**COSA SI CHIEDE**
Prosegui l'articolo sulle malattie muscolo-scheletriche legate al lavoro partendo subito dopo la sua ultima frase.

**BRANO DA ESAMINARE**
^^^^^^^^

Il lavoro e la malattie dell’apparato muscolo-scheletrico
Come ottenere il riconoscimento di malattia professionale – a cura del dott. Franco Brinato
AOSTA. L’esperienza professionale maturata negli anni presso il patronato e il crescente aumento delle malattie correlate al lavoro, mi ha dato lo spunto per la realizzazione di quest’articolo, con lo scopo di dare uno strumento di guida ai lavoratori nel mondo complicato delle malattie correlate all’attività lavorativa, spesso sottovalutate e cause frequente di disabilità e riduzione della capacità lavorativa dell’individuo, con gravi conseguenze sul piano sociale ed economico.
L’apparato osteoarticolare (o meglio il sistema muscolo scheletrico) è il bersaglio non solo di eventi traumatici ma anche dei fenomeni di fatica e di usura. Per tale motivo le affezioni osteoarticolari costituiscono l’esempio tipico delle malattie professionali, cioè correlate all’attività lavorativa svolta. In Italia, secondo ripetute indagini ISTAT sullo stato di salute della popolazione, le malattie osteoarticolari sono le affezioni croniche di gran lunga più diffuse e sono al secondo posto tra le cause d’invalidità civile. Interessano una fascia vastissima di popolazione adulta (60-80% dei soggetti con età maggiore di 50 anni e circa il 100% di quelli maggiore di 60 anni). Costituisce spesso un problema poco sentito, se non decisamente sottovalutato dalle aziende, forse perché ritenuto normale e inevitabile. Una sottovalutazione errata perché le malattie osteoarticolari, come il banalissimo mal di schiena, spesso correlato a errate manovre manuali di movimentazione di carichi, costituiscono le cause più frequenti di assenza dal lavoro. Valutare con cura e ridurre al minimo i rischi connessi a movimentazione di carichi errati può portare, con assoluta certezza, a una significativa riduzione delle assenze per malattie o peggio per infortunio. In quest’articolo sono analizzati le principali malattie osteoarticolari correlate al lavoro, i fattori di rischio e le categorie più esposte e quale percorso eseguire come per il riconoscimento di una malattia professionale.

^^^^^^^^

**VOCI FORNITE**
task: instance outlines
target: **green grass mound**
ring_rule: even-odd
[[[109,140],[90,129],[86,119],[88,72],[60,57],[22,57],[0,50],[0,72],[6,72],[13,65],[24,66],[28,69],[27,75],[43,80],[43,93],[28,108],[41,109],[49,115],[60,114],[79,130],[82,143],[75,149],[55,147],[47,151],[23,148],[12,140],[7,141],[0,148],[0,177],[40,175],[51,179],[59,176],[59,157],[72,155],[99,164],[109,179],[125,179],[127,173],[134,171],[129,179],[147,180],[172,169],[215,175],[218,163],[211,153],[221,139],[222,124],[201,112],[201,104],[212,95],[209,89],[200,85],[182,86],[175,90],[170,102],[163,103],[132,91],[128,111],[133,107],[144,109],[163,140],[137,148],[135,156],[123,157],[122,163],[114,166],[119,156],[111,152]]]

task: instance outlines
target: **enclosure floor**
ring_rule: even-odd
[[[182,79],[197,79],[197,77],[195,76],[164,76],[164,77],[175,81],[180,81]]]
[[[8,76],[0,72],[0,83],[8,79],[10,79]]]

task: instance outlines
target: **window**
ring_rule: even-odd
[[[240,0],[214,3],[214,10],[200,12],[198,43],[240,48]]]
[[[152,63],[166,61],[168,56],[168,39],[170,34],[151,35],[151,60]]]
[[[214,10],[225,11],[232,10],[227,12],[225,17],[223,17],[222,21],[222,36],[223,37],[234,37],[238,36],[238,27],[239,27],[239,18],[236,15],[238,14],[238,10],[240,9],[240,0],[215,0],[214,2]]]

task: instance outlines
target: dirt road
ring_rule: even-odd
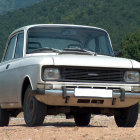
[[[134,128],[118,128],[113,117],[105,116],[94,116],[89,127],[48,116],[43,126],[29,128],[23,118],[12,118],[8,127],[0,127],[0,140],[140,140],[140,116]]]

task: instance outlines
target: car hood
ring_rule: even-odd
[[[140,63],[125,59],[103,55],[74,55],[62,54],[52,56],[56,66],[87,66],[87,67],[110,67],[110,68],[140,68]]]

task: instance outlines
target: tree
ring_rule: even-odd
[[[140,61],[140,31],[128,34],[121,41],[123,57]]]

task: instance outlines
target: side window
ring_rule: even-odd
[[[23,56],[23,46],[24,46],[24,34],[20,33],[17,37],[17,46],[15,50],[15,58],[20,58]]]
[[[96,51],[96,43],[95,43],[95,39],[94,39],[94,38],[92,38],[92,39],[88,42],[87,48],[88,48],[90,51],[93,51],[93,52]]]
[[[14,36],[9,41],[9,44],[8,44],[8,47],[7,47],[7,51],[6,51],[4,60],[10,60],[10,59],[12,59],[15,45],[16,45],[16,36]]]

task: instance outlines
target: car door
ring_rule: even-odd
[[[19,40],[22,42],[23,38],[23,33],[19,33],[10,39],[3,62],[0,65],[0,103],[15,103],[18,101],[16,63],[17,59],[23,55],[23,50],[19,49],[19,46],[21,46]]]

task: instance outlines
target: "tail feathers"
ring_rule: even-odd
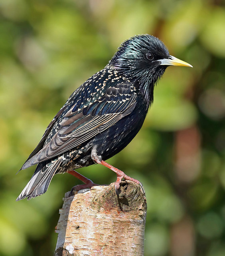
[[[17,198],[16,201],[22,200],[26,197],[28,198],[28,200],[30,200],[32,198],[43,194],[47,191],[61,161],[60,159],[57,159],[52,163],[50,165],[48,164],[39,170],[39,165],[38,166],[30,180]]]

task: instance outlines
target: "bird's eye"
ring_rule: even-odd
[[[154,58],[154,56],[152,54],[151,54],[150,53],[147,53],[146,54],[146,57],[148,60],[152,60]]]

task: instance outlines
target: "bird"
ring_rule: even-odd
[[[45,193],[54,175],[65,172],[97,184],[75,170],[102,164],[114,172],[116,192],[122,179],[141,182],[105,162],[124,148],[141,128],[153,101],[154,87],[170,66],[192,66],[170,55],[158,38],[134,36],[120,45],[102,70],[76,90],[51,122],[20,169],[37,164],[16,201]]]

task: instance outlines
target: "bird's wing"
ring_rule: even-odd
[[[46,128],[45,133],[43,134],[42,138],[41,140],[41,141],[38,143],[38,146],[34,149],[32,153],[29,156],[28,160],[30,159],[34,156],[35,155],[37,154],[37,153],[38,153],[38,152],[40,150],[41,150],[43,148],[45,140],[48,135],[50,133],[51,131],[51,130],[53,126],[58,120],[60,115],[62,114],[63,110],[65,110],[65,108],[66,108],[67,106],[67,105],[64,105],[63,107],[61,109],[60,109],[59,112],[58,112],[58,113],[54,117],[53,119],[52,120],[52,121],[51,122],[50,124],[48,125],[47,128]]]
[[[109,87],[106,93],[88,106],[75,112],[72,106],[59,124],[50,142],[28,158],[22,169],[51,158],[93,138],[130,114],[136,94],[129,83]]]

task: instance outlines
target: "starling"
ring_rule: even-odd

^^^^^^^^

**RISULTATO DEL COMPITO**
Cosa si intende per malattia professionale?
La malattia professionale (detta anche “tecnopatia”) è la patologia che il lavoratore contrae in occasione dello svolgimento dell’attività lavorativa a causa delle presenza di fattori presenti nell’ambiente nel quale presta servizio. Si distingue dall’infortunio sul lavoro perché quest’ultimo si verifica in modo tendenzialmente immediato che incide istantaneamente e in modo traumatico sulla salute del lavoratore (la cd. causa violenta), mentre la malattia professionale si sviluppa nel tempo per l’esposizione a un fattore di rischio. Le malattie professionali rappresentano uno dei temi prioritari per la promozione e tutela della salute nei luoghi di lavoro e la medicina del lavoro rappresenta branca della medicina che se ne occupa. Dal 1933 la materia in termini assicurativi è gestita dall’istituto nazionale per le assicurazioni e gli infortuni (I.N.A.I.L.) a cui è affidato la tutela assicurativa delle malattie professionali (MP).L’assicurazione e obbligatoria e tutte le aziende devono assicurare tutti i lavoratori.
Quali sono le categorie a rischio?
Sono molteplici le attività lavorative nelle quali potrebbe essere riconosciuta questa tipologia di rischio, tra la quale (a titolo esemplificativo e non esaustivo) si possono elencare: tutti i lavoratori nel settore dell’industria e agricolo, autotrasportatori (camionisti tassisti, macchinisti di treni) vigili del fuoco, addetti alle pulizie e alle cucine, i lavoratori artigianali, squadre d’emergenza, addetti al pronto soccorso (infermieri, fisioterapisti, ausiliari, personale della radiologia).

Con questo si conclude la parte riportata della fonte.